Your instructions:
Copy out the data exactly, leaving the pictures behind.

Data in this exercise:
⟨

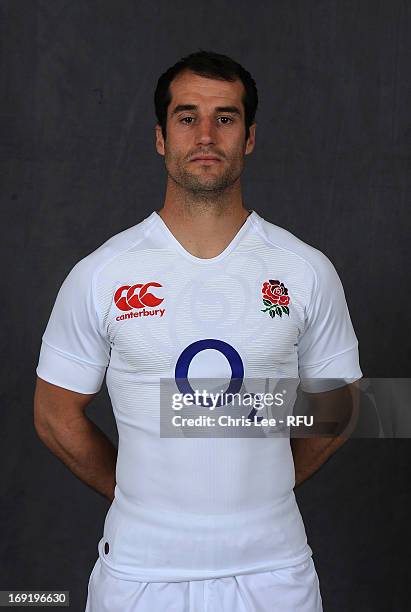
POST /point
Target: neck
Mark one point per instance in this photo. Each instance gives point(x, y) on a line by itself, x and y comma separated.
point(204, 223)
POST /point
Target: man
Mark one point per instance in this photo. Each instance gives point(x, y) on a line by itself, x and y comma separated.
point(203, 287)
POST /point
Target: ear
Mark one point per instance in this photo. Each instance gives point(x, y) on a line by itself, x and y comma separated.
point(251, 140)
point(159, 140)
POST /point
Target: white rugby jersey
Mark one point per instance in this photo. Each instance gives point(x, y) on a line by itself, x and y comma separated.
point(137, 308)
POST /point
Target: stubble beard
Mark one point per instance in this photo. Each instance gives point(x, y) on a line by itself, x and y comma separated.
point(204, 185)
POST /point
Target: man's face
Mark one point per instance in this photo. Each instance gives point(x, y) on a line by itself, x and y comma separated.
point(215, 127)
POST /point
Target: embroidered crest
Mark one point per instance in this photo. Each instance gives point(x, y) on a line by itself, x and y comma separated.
point(276, 298)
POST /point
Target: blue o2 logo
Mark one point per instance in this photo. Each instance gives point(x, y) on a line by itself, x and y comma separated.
point(229, 352)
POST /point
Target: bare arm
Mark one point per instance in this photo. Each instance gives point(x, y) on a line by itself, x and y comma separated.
point(340, 405)
point(61, 423)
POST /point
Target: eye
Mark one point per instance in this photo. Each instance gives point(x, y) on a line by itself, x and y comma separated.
point(183, 120)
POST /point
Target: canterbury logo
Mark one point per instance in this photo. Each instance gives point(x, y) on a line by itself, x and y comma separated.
point(128, 297)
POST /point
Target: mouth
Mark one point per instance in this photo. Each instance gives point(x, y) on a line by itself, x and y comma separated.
point(205, 160)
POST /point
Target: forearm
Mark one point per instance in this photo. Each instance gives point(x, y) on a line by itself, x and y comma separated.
point(310, 454)
point(85, 450)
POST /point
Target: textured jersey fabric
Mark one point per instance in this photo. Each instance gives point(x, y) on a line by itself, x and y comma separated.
point(196, 508)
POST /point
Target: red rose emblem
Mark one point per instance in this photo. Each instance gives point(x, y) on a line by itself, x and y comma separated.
point(276, 298)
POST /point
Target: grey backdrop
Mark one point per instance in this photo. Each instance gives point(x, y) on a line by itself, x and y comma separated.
point(331, 164)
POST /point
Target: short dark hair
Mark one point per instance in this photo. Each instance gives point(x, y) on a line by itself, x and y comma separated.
point(211, 65)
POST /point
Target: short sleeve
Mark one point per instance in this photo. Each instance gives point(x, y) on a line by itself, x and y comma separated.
point(327, 347)
point(74, 353)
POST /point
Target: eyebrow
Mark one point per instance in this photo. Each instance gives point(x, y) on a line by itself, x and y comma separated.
point(218, 109)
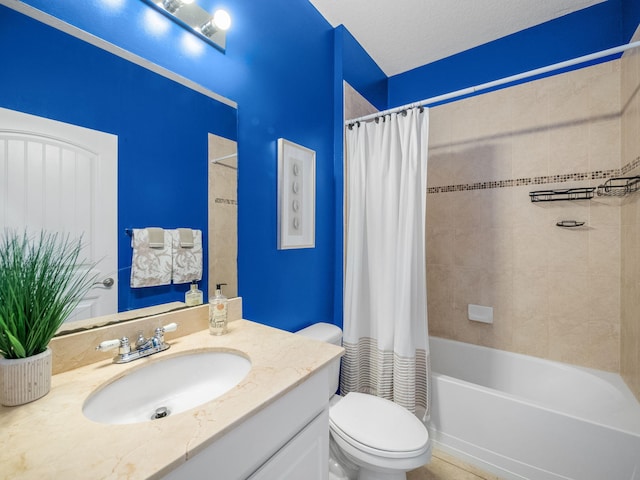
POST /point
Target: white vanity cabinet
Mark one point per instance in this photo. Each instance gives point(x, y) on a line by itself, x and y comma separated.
point(305, 456)
point(288, 439)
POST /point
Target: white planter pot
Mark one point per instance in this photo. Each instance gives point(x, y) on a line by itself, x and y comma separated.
point(24, 380)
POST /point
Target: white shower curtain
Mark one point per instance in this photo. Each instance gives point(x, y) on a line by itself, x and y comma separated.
point(385, 296)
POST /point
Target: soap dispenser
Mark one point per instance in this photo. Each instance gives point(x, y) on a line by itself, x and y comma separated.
point(218, 312)
point(194, 295)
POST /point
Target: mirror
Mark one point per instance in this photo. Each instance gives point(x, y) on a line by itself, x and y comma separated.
point(223, 214)
point(162, 123)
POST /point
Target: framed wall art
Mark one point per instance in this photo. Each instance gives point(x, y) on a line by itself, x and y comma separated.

⟩

Written solution:
POST /point
Target: neck
Mark one point per instance in this photo. Each instance gives point(x, y) on a line by itself, x and y comma separated.
point(204, 223)
POST /point
Target: man
Mark one point per instance in this photo. Each instance gives point(x, y) on a line by itself, x and y comma separated.
point(203, 287)
POST /point
Target: ear
Mark one point per instance in this photo. Each instance gives point(x, y) on a line by itself, x and y comma separated.
point(251, 140)
point(159, 140)
POST /point
Target: white rugby jersey
Mark one point per instance in this photo. Each instance gives point(x, y) on a line by itself, x and y comma separated.
point(137, 308)
POST /point
Target: stubble beard
Mark one point per instance in this photo. Each instance gives point(x, y) on a line by itself, x and y comma separated.
point(204, 185)
POST /point
Target: man's face
Mark one point per instance in this photo. Each instance gives point(x, y) on a line by itself, x and y comma separated.
point(215, 127)
POST /point
Target: embroidered crest
Mark one point per instance in this photo. Each instance gives point(x, y) on a line by itself, x and y comma separated.
point(276, 298)
POST /point
Target: blue o2 logo
Mark one point per instance in this photo. Each instance gives point(x, y) on a line by itself, x and y comma separated.
point(229, 352)
POST /point
Target: bare arm
Mark one point per instance in this photo. Each instance gives point(x, y) on a line by itself, x and y comma separated.
point(340, 405)
point(61, 423)
POST /point
Target: eye
Mark one point per instance in this photo. Each instance gives point(x, y) on a line by itself, x and y comma separated.
point(183, 120)
POST /point
Target: canterbury logo
Mark one point per instance in this photo. Each instance gives point(x, y) on a line by itself, x and y comma separated.
point(128, 297)
POST /point
Target: mouth
Mark one point per instance in this photo. Each instance gives point(x, y) on a line by itself, x and y comma separated.
point(205, 160)
POST /point
Target: forearm
Mark one point per instance in this photo. Each instance gives point(x, y) on a line by itself, x and y comma separated.
point(310, 454)
point(85, 450)
POST /point
Target: textured jersey fabric
Mark one point per instance in this photo. Each instance gives point(x, y) on a line by itself, x and y comma separated.
point(196, 508)
POST /point
Target: red rose emblem
Mark one point per instance in this photo. Each instance gives point(x, y) on a line by itself, x and y comma separated.
point(276, 298)
POST /point
Target: grey backdrop
Mark one point per instance in this photo. Each instance gives point(x, y) on a line by itself, x and y comma separated.
point(331, 164)
POST /point
Target: short dark hair
Mark one point per instance in this photo. Each instance gives point(x, y) on a line by itself, x and y comma separated.
point(211, 65)
POST /point
Target: short sleeve
Mark one point per instance in this photo. Each instance gives point(x, y) on a line by itself, x and y comma separated.
point(327, 347)
point(74, 353)
POST /point
Target: eyebrow
Mark one point per instance in this photo. Each instance gives point(x, y) on a line by itself, x and y comma separated.
point(218, 109)
POST /point
Target: white vanity cabinet
Mark one point per instance in this photo. Each instance gives point(x, y) on a line by itself, x and y comma separated.
point(305, 456)
point(288, 439)
POST /point
Target: white planter pot
Mark one point per instance in this photo. Each instance gives point(x, y) on a line by itself, x and y comma separated.
point(24, 380)
POST /point
Target: white shower curtain
Mark one point per instance in this photo. Each instance gives point(x, y) on a line by itself, x and y comma separated.
point(385, 296)
POST /point
Target: soap dispenser
Mark one point per instance in this photo. Each instance gives point(x, y) on a line by itself, x and y comma separated.
point(218, 312)
point(194, 295)
POST /point
Target: mirror
Mark one point per instance in this photo. Each instance gives point(x, y) on a line by itself, x and y comma separated.
point(223, 214)
point(162, 123)
POST /point
Target: framed wall art
Mark one point per instance in this photo. Each instance gives point(x, y) on a line by itself, x and y comma separated.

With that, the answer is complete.